## DATA FOR THIS TASK
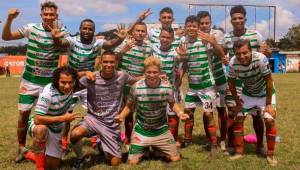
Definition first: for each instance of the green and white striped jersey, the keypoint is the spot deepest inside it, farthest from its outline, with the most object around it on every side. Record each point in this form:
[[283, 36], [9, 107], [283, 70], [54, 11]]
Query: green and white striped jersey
[[133, 61], [154, 33], [82, 56], [199, 72], [252, 76], [53, 103], [151, 104], [42, 54], [253, 36], [215, 62], [168, 59]]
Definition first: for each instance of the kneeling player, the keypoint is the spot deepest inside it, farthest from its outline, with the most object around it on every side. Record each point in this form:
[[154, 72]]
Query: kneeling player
[[105, 97], [150, 97], [258, 93], [45, 126]]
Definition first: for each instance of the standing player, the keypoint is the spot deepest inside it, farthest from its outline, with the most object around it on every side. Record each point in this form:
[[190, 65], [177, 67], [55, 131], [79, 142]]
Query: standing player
[[169, 58], [252, 68], [201, 84], [45, 125], [238, 21], [82, 53], [105, 98], [216, 65], [42, 59], [150, 97], [132, 53]]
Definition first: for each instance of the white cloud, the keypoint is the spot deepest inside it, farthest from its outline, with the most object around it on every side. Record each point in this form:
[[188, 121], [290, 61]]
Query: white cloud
[[79, 7]]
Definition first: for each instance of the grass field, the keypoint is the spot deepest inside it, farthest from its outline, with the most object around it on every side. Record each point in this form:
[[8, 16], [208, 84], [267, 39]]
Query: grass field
[[193, 157]]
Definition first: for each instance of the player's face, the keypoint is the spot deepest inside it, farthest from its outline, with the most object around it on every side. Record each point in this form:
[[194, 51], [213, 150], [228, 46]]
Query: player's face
[[108, 64], [166, 39], [191, 29], [66, 83], [238, 21], [139, 32], [152, 74], [166, 19], [205, 24], [87, 30], [244, 55], [49, 15]]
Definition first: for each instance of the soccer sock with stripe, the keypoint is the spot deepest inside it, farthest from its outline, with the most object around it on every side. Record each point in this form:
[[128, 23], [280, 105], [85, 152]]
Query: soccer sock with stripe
[[173, 122]]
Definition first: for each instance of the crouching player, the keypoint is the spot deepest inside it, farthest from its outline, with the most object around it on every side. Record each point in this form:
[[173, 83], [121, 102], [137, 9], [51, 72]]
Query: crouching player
[[257, 93], [45, 125], [150, 97], [104, 101]]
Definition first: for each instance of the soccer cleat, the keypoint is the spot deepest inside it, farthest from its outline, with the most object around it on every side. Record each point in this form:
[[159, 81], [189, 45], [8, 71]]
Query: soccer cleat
[[235, 157], [178, 144], [213, 151], [21, 154], [229, 151], [78, 164], [272, 160], [185, 144], [261, 151], [223, 145]]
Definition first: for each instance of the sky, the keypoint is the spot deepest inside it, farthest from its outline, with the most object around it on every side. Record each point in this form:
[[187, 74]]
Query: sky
[[107, 13]]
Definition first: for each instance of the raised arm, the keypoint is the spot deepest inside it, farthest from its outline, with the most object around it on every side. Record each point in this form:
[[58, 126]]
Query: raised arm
[[7, 34], [121, 35]]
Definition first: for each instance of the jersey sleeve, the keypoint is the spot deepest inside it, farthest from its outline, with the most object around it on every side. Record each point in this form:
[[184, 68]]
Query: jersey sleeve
[[231, 72], [128, 78], [132, 95], [43, 103], [25, 30], [171, 95], [264, 65]]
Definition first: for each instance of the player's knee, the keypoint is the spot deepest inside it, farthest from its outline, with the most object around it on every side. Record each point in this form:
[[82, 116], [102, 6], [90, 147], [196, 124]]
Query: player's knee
[[269, 123], [175, 158], [114, 161], [40, 132], [133, 161], [76, 135]]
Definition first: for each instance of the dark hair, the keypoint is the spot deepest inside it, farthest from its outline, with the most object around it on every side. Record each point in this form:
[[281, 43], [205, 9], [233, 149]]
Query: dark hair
[[202, 14], [87, 20], [64, 70], [238, 9], [48, 4], [240, 43], [191, 18], [166, 10], [140, 23], [168, 29]]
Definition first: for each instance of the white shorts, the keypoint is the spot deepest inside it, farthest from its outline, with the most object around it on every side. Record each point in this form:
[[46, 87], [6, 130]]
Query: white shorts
[[28, 94], [205, 97], [178, 95], [253, 104], [79, 96], [53, 142], [220, 97]]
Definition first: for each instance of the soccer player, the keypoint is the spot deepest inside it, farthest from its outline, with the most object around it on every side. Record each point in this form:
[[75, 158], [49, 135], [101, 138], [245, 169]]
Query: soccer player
[[51, 112], [238, 21], [132, 53], [169, 58], [258, 93], [83, 50], [105, 98], [215, 62], [150, 97], [42, 59], [201, 83]]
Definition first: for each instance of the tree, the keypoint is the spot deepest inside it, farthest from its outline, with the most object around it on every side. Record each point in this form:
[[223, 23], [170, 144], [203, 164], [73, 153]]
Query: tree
[[291, 41]]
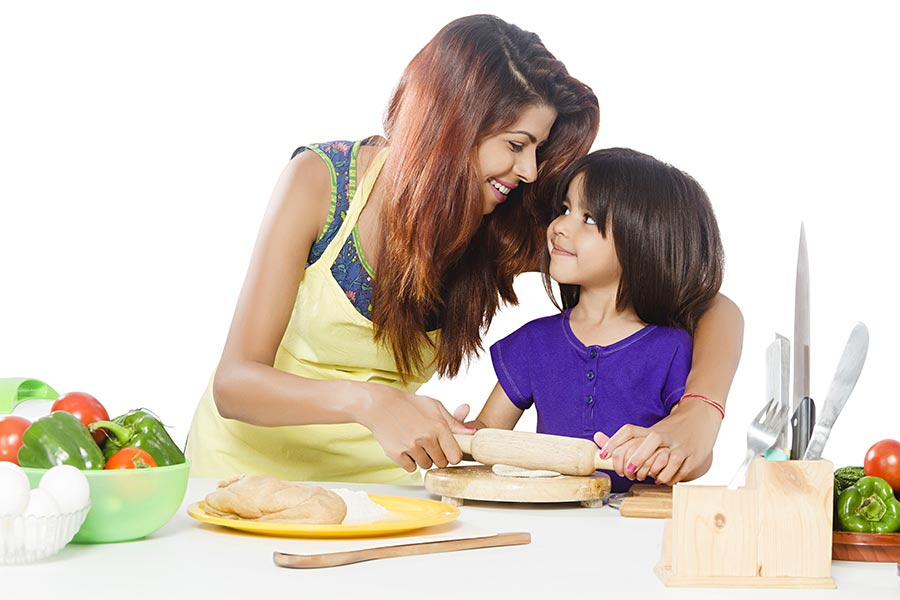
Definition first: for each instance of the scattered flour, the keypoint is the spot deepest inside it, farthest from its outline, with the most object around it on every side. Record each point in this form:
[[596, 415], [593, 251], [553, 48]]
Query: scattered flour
[[360, 508], [508, 471]]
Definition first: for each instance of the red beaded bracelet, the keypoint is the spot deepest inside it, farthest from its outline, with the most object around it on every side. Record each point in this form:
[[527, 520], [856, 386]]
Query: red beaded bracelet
[[713, 403]]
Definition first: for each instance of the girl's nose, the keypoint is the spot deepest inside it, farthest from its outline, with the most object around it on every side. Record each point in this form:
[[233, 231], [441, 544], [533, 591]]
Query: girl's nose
[[558, 227]]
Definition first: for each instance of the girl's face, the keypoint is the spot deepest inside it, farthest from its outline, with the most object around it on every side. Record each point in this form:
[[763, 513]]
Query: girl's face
[[508, 158], [579, 254]]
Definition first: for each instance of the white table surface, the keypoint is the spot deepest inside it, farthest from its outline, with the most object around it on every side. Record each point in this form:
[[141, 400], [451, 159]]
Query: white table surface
[[575, 552]]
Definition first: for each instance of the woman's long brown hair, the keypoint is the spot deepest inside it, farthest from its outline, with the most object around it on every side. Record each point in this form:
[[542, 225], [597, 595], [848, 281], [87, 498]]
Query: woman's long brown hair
[[440, 258]]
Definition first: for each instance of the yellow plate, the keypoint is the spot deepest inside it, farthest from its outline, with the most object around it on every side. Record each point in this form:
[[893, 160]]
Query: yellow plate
[[406, 514]]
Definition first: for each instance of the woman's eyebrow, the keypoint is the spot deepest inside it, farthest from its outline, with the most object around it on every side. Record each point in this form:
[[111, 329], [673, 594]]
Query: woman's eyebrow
[[526, 133]]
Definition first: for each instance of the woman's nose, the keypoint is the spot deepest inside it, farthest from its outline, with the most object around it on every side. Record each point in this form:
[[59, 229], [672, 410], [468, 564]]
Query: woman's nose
[[526, 166]]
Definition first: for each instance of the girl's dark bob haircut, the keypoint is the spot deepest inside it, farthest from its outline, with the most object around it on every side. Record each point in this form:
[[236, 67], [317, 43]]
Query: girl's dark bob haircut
[[665, 233]]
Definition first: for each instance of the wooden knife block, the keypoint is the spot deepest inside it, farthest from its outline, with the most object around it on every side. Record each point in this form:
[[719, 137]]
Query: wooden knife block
[[774, 532]]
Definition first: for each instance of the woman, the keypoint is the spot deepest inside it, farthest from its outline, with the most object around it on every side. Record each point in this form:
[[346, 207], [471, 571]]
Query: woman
[[319, 370]]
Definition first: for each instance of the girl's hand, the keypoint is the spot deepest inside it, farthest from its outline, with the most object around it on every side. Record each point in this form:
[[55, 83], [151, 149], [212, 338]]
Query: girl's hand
[[413, 430], [623, 453], [678, 448]]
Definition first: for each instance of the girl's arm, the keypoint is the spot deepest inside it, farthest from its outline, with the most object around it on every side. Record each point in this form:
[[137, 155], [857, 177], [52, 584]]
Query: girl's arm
[[412, 429], [679, 447], [498, 412]]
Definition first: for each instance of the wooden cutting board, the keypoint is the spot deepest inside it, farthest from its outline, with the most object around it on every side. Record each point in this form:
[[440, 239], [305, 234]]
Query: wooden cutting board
[[478, 482]]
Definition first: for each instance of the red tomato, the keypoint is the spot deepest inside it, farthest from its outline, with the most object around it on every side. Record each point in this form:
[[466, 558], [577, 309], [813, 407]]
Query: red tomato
[[883, 460], [11, 430], [85, 408], [130, 458]]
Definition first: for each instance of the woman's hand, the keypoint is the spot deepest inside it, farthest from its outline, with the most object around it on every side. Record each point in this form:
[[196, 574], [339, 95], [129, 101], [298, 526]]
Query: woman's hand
[[413, 430], [678, 448]]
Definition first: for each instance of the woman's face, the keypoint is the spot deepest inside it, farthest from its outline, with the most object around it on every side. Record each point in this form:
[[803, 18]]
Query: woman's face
[[509, 157]]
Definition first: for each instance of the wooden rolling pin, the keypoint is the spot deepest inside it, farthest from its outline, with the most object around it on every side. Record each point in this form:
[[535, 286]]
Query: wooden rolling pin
[[569, 456]]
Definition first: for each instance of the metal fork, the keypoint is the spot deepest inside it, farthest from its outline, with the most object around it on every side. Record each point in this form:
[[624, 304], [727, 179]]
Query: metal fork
[[762, 435]]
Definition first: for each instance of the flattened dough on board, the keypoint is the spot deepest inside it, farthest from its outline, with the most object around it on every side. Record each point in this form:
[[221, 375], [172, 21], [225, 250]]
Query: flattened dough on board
[[508, 471]]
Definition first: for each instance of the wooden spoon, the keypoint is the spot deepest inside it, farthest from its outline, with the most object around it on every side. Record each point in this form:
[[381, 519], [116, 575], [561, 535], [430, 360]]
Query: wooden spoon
[[333, 559]]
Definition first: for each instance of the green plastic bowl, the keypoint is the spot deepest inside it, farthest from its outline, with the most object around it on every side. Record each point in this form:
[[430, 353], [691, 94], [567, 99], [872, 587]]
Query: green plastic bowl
[[128, 504]]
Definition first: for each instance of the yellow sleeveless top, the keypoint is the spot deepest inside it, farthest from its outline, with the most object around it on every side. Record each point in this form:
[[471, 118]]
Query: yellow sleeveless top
[[326, 338]]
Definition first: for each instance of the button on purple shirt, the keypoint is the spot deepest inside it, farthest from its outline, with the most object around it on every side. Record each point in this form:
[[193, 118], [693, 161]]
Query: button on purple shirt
[[578, 390]]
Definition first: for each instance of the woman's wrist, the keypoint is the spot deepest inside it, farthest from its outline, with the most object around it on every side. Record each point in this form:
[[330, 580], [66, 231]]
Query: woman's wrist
[[360, 402], [718, 407], [702, 406]]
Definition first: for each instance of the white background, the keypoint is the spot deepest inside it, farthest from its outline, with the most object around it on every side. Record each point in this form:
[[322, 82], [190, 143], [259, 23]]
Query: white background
[[139, 145]]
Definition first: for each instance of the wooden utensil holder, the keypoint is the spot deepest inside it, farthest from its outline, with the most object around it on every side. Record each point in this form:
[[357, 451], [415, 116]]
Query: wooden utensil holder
[[773, 532]]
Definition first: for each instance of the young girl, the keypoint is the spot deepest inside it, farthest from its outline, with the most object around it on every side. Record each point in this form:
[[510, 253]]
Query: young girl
[[636, 251]]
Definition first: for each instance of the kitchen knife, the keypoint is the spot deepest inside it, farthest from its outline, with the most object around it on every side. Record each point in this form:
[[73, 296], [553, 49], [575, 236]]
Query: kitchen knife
[[802, 422], [803, 407], [777, 377], [849, 368], [569, 456]]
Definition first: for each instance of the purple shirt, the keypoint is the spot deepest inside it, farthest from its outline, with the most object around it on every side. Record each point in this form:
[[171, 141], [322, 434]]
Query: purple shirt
[[578, 390]]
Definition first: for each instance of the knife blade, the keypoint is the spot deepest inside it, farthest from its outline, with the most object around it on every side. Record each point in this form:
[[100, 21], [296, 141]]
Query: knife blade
[[804, 409], [802, 422], [777, 379], [845, 378]]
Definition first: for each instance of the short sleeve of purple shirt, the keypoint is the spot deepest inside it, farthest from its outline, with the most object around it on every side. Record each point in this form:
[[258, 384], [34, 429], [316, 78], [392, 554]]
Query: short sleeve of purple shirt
[[510, 358]]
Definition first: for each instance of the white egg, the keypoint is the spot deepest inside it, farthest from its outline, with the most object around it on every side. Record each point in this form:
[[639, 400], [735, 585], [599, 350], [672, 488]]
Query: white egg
[[41, 504], [68, 486], [14, 489]]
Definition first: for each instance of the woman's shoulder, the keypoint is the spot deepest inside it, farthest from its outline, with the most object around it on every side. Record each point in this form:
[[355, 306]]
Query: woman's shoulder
[[542, 327], [673, 336]]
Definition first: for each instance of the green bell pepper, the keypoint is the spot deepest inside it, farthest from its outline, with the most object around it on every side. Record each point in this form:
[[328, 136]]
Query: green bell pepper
[[59, 439], [869, 506], [140, 429]]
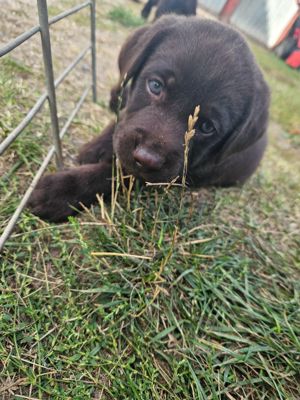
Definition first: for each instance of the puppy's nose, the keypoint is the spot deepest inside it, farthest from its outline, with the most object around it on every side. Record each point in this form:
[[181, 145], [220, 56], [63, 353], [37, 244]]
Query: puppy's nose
[[147, 158]]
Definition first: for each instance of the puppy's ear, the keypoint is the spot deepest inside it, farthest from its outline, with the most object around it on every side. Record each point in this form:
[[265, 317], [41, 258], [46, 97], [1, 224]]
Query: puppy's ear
[[141, 44], [253, 123]]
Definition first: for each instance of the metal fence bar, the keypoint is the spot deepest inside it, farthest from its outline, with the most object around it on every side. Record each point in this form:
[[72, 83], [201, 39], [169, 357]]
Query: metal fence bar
[[22, 125], [74, 112], [12, 222], [50, 94], [48, 65], [69, 12], [19, 40], [93, 44], [38, 105]]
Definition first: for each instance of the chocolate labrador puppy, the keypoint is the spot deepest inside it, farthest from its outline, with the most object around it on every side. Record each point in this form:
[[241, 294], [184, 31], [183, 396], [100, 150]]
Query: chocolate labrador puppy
[[168, 68], [183, 7]]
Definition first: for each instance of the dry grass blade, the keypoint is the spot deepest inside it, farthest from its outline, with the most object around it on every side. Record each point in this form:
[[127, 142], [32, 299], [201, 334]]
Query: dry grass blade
[[112, 254]]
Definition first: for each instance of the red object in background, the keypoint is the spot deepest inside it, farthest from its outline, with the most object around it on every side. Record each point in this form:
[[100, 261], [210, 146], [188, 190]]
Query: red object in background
[[293, 59]]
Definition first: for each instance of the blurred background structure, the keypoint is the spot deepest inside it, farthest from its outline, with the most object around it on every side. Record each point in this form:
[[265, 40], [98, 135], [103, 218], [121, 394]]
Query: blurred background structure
[[273, 23]]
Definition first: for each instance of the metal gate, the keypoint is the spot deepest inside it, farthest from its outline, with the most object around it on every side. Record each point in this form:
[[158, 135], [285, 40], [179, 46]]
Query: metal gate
[[49, 94]]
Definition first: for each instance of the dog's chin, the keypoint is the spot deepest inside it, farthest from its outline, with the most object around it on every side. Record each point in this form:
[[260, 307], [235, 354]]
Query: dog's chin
[[160, 176]]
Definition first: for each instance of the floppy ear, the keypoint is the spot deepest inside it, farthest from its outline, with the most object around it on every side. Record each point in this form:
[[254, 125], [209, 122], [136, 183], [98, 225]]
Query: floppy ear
[[254, 124], [136, 50]]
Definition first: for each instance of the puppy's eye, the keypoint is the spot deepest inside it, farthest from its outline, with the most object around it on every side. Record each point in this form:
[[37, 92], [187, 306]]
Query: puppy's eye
[[207, 127], [155, 86]]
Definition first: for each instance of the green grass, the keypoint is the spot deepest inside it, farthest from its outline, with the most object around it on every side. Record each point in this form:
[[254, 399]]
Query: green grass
[[285, 84], [125, 17], [210, 312]]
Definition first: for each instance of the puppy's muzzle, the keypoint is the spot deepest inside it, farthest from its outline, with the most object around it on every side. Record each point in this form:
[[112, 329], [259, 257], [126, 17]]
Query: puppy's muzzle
[[147, 158]]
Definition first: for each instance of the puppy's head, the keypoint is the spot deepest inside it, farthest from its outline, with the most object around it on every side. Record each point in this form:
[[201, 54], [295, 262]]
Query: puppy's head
[[175, 65]]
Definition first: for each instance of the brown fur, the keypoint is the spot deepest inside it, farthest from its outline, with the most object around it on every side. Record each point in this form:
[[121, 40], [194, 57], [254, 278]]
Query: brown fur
[[198, 62]]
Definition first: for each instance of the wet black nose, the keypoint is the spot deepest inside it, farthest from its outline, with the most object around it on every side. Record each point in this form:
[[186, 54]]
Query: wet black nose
[[147, 158]]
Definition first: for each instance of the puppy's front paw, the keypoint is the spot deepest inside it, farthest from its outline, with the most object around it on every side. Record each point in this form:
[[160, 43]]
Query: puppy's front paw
[[53, 197]]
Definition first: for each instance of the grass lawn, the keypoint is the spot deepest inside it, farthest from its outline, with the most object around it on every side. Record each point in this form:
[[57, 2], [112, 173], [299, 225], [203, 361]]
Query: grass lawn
[[148, 298]]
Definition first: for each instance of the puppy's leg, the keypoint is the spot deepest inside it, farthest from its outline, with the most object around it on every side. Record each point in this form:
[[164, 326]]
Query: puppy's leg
[[99, 149], [56, 194]]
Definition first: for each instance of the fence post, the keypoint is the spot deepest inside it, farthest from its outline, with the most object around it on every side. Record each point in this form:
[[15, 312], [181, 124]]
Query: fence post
[[48, 66], [93, 48]]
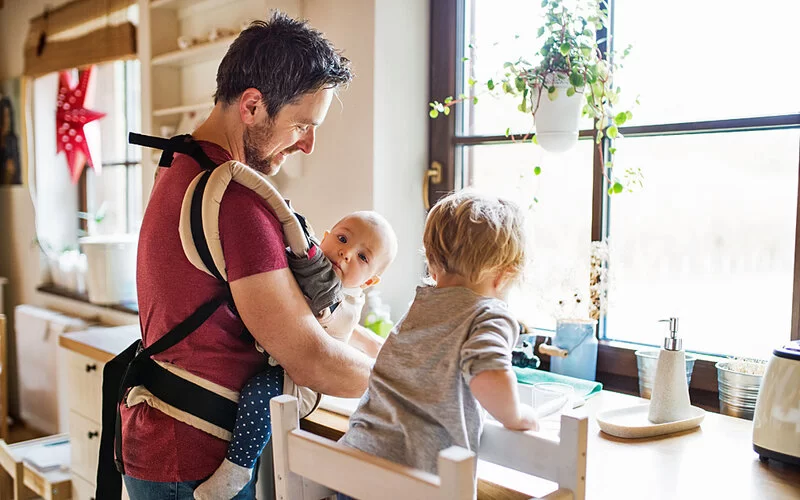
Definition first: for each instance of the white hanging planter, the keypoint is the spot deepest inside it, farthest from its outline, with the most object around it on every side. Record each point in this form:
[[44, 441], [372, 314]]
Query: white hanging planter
[[557, 120]]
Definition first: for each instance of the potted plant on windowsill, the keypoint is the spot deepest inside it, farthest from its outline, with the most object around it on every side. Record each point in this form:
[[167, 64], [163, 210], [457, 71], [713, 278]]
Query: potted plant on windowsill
[[570, 77]]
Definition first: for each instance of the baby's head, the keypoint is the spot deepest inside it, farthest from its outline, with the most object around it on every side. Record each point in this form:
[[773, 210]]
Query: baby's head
[[360, 246], [475, 236]]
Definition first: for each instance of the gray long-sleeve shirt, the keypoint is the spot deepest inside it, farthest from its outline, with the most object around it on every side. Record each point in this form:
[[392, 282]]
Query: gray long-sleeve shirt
[[418, 401]]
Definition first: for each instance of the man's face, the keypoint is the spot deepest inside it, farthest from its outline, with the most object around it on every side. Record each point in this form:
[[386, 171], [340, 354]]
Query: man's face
[[268, 143]]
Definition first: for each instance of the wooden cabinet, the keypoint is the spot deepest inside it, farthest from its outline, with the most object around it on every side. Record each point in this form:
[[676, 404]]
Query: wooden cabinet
[[84, 355], [178, 83]]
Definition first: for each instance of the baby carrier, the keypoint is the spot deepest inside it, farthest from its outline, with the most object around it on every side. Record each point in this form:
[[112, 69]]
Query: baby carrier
[[134, 377]]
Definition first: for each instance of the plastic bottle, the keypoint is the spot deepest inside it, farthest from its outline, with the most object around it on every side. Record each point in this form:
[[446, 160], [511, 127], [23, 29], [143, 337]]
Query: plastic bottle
[[669, 401], [378, 317]]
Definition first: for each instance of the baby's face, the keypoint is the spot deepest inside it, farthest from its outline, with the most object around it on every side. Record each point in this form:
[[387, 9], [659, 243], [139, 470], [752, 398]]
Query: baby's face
[[357, 250]]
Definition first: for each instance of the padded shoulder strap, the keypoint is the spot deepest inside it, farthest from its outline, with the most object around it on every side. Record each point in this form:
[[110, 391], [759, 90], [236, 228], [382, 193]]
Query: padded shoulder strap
[[218, 181]]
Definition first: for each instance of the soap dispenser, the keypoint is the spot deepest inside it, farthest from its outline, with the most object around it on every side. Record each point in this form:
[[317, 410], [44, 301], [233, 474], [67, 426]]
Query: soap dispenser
[[669, 401]]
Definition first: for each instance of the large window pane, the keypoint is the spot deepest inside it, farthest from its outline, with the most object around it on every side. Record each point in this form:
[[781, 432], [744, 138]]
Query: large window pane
[[710, 240], [707, 60], [558, 224]]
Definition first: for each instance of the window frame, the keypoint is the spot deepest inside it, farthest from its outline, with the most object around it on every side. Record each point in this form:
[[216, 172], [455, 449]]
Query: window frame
[[129, 163], [616, 363]]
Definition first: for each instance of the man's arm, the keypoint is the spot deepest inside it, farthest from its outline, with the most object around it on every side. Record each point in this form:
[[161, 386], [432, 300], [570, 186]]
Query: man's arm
[[276, 313]]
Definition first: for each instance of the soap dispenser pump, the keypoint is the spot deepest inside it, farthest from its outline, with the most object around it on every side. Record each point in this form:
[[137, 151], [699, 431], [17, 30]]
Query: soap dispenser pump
[[669, 401]]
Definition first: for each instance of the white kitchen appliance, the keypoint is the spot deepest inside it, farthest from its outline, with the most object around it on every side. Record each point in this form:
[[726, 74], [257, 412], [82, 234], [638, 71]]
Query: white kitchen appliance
[[776, 424]]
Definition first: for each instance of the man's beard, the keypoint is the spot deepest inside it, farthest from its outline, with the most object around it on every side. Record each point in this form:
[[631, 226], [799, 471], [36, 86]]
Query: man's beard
[[254, 137]]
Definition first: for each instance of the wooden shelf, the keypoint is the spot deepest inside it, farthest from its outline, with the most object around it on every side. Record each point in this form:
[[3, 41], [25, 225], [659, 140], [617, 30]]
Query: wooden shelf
[[198, 53], [179, 110], [187, 5]]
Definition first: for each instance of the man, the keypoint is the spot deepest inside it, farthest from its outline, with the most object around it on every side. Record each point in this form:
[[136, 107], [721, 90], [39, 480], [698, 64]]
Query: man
[[274, 88]]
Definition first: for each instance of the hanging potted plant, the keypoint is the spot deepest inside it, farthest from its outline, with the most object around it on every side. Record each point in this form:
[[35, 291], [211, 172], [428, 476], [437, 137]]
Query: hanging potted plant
[[569, 77]]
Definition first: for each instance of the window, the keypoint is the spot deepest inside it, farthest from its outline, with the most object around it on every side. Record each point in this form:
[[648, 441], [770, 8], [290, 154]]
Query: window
[[711, 238]]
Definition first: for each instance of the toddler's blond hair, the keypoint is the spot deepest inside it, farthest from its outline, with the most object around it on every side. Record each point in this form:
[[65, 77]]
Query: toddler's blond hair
[[471, 234]]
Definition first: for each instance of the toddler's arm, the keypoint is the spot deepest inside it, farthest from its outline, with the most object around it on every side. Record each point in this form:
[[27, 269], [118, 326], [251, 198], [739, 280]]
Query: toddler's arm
[[496, 391]]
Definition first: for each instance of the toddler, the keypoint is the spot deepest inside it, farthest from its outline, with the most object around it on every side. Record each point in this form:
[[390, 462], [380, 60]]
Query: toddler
[[450, 356], [359, 248]]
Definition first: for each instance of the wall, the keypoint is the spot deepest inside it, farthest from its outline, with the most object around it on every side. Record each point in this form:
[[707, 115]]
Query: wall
[[371, 151], [19, 257]]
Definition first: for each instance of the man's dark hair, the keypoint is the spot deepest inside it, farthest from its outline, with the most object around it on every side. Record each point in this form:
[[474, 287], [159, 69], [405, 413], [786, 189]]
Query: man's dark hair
[[284, 59]]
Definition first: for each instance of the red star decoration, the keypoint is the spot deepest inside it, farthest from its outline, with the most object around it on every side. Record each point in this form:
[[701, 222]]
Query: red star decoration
[[71, 116]]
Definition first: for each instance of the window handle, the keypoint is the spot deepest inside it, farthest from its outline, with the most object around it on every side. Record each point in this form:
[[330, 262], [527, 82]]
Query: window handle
[[432, 175]]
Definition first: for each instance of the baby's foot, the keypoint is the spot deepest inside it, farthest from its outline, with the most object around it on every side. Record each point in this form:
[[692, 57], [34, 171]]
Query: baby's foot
[[224, 483]]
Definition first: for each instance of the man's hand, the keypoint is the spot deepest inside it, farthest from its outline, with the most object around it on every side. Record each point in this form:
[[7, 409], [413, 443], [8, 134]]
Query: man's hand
[[276, 313]]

## EXERCISE OBJECTIVE
Update the stretch from the start of the records through the line containing "[[193, 157]]" by changing every "keypoint" to "anchor point", with everything else left as it is. Leave the pictures out of the answer.

## THE RESULT
Definition first: for each instance of the green and white striped jersey, the anchor point is the spot deepest inside it, farthest from its outline, with the most object around it on every side. Record each point in this form:
[[283, 36], [9, 107], [283, 70], [54, 11]]
Query: green and white striped jersey
[[133, 61], [154, 33], [82, 56], [199, 72], [252, 76], [53, 103], [151, 104], [42, 54], [253, 36], [215, 62], [168, 59]]
Definition first: for each instance of the kneeling player, the anchor point is the spot deepest inside it, farthest from its outline, with the most object around it on every side. Record each point in this form:
[[154, 72]]
Query: kneeling player
[[105, 97], [150, 97], [258, 93], [45, 126]]
Definition first: for each instance of the standing player, the anchor point is the spot deepest inside it, farthest from its outline, with the most object around it on every side. Record each point in this form:
[[190, 65], [177, 67], [55, 131], [79, 142]]
Query: standing player
[[169, 58], [252, 68], [201, 84], [45, 125], [238, 21], [82, 53], [105, 98], [216, 65], [42, 59], [150, 97], [132, 53]]
Definition first: for each instance of the white cloud, the anchor point is the spot deepest inside it, farthest from its outline, with the most object around it on every side. Record each point in this form:
[[188, 121], [290, 61]]
Query: white cloud
[[79, 7]]
Definition first: for each instance of the grass field, the anchor point is the spot deepest inside it, farthest from its outline, with the most object around it on every side. Record each point in this form:
[[8, 16], [208, 84], [267, 39]]
Query: grass field
[[193, 157]]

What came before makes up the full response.